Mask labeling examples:

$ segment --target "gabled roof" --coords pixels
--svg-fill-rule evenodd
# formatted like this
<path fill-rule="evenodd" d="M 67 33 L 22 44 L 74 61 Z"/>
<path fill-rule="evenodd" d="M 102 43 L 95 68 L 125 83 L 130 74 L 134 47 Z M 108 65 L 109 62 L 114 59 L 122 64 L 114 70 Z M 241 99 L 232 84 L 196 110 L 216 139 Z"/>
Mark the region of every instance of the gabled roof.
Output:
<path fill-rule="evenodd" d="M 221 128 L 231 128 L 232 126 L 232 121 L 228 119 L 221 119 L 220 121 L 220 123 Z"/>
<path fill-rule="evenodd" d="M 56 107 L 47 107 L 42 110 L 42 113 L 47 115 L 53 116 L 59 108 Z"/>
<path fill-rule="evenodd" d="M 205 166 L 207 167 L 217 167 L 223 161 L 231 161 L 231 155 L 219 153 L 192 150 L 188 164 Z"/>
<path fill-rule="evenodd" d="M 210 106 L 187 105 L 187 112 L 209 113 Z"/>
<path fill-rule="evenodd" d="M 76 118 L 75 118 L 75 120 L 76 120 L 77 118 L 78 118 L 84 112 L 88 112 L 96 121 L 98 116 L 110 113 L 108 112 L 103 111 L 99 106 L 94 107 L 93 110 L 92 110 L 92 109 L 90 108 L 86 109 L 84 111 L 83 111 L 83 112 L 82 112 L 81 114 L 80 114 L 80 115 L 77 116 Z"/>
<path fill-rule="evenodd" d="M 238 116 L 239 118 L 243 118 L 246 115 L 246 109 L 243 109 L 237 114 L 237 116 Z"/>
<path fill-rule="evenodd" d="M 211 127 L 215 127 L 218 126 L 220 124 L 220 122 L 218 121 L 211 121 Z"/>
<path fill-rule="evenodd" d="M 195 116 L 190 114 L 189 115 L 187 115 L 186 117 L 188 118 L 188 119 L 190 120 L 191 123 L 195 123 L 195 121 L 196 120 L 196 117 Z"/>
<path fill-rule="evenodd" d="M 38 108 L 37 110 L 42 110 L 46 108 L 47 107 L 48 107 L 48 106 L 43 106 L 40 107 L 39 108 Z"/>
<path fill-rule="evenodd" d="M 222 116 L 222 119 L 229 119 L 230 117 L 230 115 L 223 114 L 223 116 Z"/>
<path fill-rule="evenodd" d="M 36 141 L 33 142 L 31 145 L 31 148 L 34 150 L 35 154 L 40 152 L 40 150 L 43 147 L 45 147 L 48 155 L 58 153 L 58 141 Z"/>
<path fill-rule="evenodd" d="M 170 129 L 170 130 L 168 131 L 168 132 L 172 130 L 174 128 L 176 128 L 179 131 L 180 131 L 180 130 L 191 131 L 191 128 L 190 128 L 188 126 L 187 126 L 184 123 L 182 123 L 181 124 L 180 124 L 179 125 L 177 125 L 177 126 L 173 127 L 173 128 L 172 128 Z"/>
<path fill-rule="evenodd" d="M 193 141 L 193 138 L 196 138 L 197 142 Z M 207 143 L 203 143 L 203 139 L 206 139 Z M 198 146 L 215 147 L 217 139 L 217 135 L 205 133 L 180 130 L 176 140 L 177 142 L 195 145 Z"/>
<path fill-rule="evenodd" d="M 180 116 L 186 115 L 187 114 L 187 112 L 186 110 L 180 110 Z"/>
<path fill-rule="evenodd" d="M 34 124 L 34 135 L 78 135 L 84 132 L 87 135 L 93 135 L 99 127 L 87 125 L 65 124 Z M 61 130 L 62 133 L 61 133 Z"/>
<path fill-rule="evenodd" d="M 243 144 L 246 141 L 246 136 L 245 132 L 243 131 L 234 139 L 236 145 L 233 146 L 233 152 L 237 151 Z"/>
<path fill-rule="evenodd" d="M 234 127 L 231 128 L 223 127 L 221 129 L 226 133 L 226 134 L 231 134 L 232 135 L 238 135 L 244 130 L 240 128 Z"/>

THE PROBLEM: Please rewrite all the items above with each "gabled roof" swapped for "hip roof" and everything else left unchanged.

RESPONSE FOR THIS EXERCISE:
$ segment --target "hip roof" --coords pixels
--svg-fill-rule evenodd
# formatted like this
<path fill-rule="evenodd" d="M 67 33 L 22 44 L 74 61 Z"/>
<path fill-rule="evenodd" d="M 102 43 L 95 68 L 125 83 L 130 74 L 134 47 Z M 108 65 L 109 62 L 114 59 L 122 64 L 114 70 Z M 241 99 L 232 84 L 196 110 L 216 139 Z"/>
Mark the region of every instance of the hip roof.
Output:
<path fill-rule="evenodd" d="M 221 128 L 231 128 L 232 126 L 232 121 L 228 119 L 221 119 L 220 121 L 220 123 Z"/>
<path fill-rule="evenodd" d="M 56 107 L 47 107 L 42 110 L 42 113 L 47 115 L 53 116 L 59 108 Z"/>
<path fill-rule="evenodd" d="M 205 166 L 207 167 L 217 167 L 223 161 L 231 161 L 231 155 L 219 153 L 192 150 L 188 164 Z"/>
<path fill-rule="evenodd" d="M 210 106 L 187 105 L 187 112 L 209 113 Z"/>
<path fill-rule="evenodd" d="M 76 118 L 75 118 L 75 120 L 76 120 L 77 118 L 78 118 L 84 112 L 88 112 L 96 121 L 98 116 L 110 113 L 108 112 L 103 111 L 99 106 L 94 107 L 93 110 L 92 110 L 92 109 L 90 108 L 86 109 L 84 111 L 83 111 L 83 112 L 82 112 L 81 114 L 80 114 L 80 115 L 77 116 Z"/>
<path fill-rule="evenodd" d="M 238 116 L 239 118 L 243 118 L 246 115 L 246 109 L 243 109 L 237 114 L 237 116 Z"/>
<path fill-rule="evenodd" d="M 211 127 L 215 127 L 218 126 L 220 124 L 220 122 L 218 121 L 211 121 Z"/>
<path fill-rule="evenodd" d="M 195 116 L 190 114 L 189 115 L 187 115 L 186 117 L 188 118 L 188 119 L 190 120 L 191 123 L 195 123 L 195 121 L 196 120 L 196 117 Z"/>
<path fill-rule="evenodd" d="M 38 108 L 37 110 L 42 110 L 46 108 L 47 107 L 48 107 L 48 106 L 43 106 L 40 107 L 39 108 Z"/>
<path fill-rule="evenodd" d="M 222 116 L 222 119 L 229 119 L 230 117 L 230 115 L 223 114 L 223 116 Z"/>
<path fill-rule="evenodd" d="M 36 141 L 33 142 L 31 145 L 31 148 L 34 150 L 35 154 L 40 152 L 40 150 L 43 147 L 45 147 L 48 155 L 58 153 L 58 141 Z"/>
<path fill-rule="evenodd" d="M 170 129 L 170 130 L 168 131 L 168 132 L 172 130 L 174 128 L 176 128 L 179 131 L 180 131 L 180 130 L 191 131 L 191 128 L 190 128 L 188 126 L 187 126 L 184 123 L 182 123 L 181 124 L 180 124 L 179 125 L 177 125 L 177 126 L 173 127 L 173 128 L 172 128 Z"/>
<path fill-rule="evenodd" d="M 193 141 L 193 138 L 196 138 L 197 142 Z M 207 143 L 203 143 L 203 139 L 206 139 Z M 198 146 L 215 147 L 217 139 L 217 135 L 205 133 L 180 130 L 176 140 L 177 142 L 195 145 Z"/>
<path fill-rule="evenodd" d="M 180 116 L 186 115 L 187 114 L 187 112 L 186 110 L 180 110 Z"/>
<path fill-rule="evenodd" d="M 34 124 L 34 135 L 78 135 L 84 132 L 87 135 L 93 135 L 99 127 L 87 125 L 65 124 Z M 61 130 L 62 133 L 61 133 Z"/>
<path fill-rule="evenodd" d="M 243 144 L 246 141 L 246 136 L 245 132 L 243 131 L 234 139 L 236 145 L 233 146 L 233 152 L 237 151 Z"/>
<path fill-rule="evenodd" d="M 234 127 L 231 128 L 223 127 L 221 129 L 226 133 L 226 134 L 231 134 L 232 135 L 238 135 L 244 130 L 240 128 Z"/>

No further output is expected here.